In the second edition of the SEMrush Ranking Factors Study 2017 we’ve added 5 more backlink-related factors and compared the strength of their influence on a particular URL vs. an entire domain. According to tradition, we offer you a deeper look at our methodology. Back in June, when the first edition of the study was published, many brows were raised in disbelief — indeed, direct website visits are usually assumed to be the result of higher SERP positions, not vice versa. And yet site visits is exactly what our study confirmed to be the most important Google ranking factor among those we analyzed, both times. Moreover, the methodology we used was unique to the field of SEO studies — we traded correlation analysis for the Random Forest machine learning algorithm. As the ultimate goal of our study was to help SEOs prioritize tasks and do their jobs more effectively, we would like to reveal the behind-the-scenes details of our research and bust some popular misconceptions, so that you can safely rely on our takeaways.
Jokes aside, this post is for real nerds, so here is a short glossary:
Decision tree — a tree-like structure that represents a machine learning algorithm usually applied to classification tasks. It splits a training sample dataset into homogeneous groups/subsets based on the most significant of all the attributes.
Supervised machine learning — a type of machine learning algorithm that trains a model to find patterns in the relationship between input variables (features, A) and output variable (target value, B): B = f(A). The goal of SML is to train this model on a sample of the data so that, when offered, the out-of-sample data the algorithm could be able to predict the target value precisely, based on the features set offered. The training dataset represents the teacher looking after the learning process. The training is considered successful and terminates when the algorithm achieves an acceptable performance quality.
Feature (or attribute, or input variable) — a characteristic of a separate data entry used in analysis. For our study and this blog post, features are the alleged ranking factors.
Binary classification — a type of classification tasks, that falls into supervised learning category. The goal of this task is to predict a target value (=class) for each data entry, and for binary classification, it can be either 1 or 0 only.
Using the Random Forest Algorithm For the Ranking Factors Study
The Random Forest algorithm was developed by Leo Breiman and Adele Cutler in the mid-1990s. It hasn’t undergone any major changes since then, which proves its high quality and universality: it is used for classification, regression, clustering, feature selection and other tasks.

§ Saved data entries:

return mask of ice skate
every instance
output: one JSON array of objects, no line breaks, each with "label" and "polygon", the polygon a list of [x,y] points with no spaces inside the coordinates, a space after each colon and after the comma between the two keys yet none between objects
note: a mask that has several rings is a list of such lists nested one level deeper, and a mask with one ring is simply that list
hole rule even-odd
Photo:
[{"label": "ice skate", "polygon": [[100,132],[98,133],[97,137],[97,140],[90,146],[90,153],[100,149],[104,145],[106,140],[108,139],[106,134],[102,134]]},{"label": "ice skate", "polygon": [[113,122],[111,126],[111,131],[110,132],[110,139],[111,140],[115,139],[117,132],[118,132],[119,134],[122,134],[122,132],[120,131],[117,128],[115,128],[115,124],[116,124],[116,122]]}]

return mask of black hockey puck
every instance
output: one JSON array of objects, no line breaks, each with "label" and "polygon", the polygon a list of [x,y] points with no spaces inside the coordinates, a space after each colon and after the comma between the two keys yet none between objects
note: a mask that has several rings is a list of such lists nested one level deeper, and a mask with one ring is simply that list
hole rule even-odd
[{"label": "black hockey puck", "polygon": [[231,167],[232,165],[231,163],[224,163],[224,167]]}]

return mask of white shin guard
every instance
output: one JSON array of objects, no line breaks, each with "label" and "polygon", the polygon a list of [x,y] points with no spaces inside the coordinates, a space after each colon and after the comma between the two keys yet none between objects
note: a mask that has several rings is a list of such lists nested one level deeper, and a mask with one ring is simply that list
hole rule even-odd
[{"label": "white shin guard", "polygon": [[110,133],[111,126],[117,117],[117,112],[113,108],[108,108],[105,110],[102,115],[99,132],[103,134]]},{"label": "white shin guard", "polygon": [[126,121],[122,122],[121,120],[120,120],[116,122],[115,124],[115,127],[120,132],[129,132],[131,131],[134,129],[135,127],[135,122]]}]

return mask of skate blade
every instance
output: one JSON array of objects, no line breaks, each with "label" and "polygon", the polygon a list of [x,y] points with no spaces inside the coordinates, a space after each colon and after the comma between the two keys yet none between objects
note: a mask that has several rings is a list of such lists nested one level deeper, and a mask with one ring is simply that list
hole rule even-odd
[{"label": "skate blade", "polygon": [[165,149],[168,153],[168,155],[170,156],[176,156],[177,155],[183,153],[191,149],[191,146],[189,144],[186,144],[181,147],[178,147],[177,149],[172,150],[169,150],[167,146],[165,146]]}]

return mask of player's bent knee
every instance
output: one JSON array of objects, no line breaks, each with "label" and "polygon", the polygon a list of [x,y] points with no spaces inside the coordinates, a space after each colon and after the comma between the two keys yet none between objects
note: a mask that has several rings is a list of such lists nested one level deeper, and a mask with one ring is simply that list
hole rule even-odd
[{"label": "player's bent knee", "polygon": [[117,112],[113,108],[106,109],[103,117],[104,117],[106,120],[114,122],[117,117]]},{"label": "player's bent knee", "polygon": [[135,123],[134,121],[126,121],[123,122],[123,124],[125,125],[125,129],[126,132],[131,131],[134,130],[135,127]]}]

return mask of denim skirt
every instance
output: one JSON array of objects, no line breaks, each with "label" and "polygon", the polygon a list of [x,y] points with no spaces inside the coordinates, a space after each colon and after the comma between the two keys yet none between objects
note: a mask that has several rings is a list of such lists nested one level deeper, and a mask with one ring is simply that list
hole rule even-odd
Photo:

§ Do this: Extend the post on the ranking factors study methodology, starting after its final sentence.

§ Task result:
Although the Random Forest algorithm is not very well known to the general public, we picked it for a number of good reasons:
It is one of the most popular machine learning algorithms, that features unexcelled accuracy. Its first and foremost application is ranking the importance of variables (and its nature is perfect for this task — we’ll cover this later in this post), so it seemed an obvious choice.
The algorithm treats data in a certain way that minimizes errors:
The random subspace method offers each learner random samples of features, not all of them. This guarantees that the learner won’t be overly focused on a pre-defined set of features and won’t make biased decisions about an out-of-sample dataset.
The bagging or bootstrap aggregating method also improves precision. Its main point is offering learners not a whole dataset, but random samples of data.
Given that we do not have a single decision tree, but rather a whole forest of hundreds of trees, we can be sure that each feature and each pair of domains will be analyzed approximately the same number of times. Therefore, the Random Forest method is stable and operates with minimum errors.
The Pairwise Approach: Pre-Processing Input Data
We have decided to base our study on a set of 600,000 keywords from the worldwide database (US, Spain, France, Italy, Germany and others), the URL position data for top 20 search results, and a list of alleged ranking factors. As we were not going to use correlation analysis, we had to conduct binary classification prior to applying the machine learning algorithm to it. This task was implemented with the Pairwise approach — one of the most popular machine-learned ranking methods used, among others, by Microsoft in its research projects.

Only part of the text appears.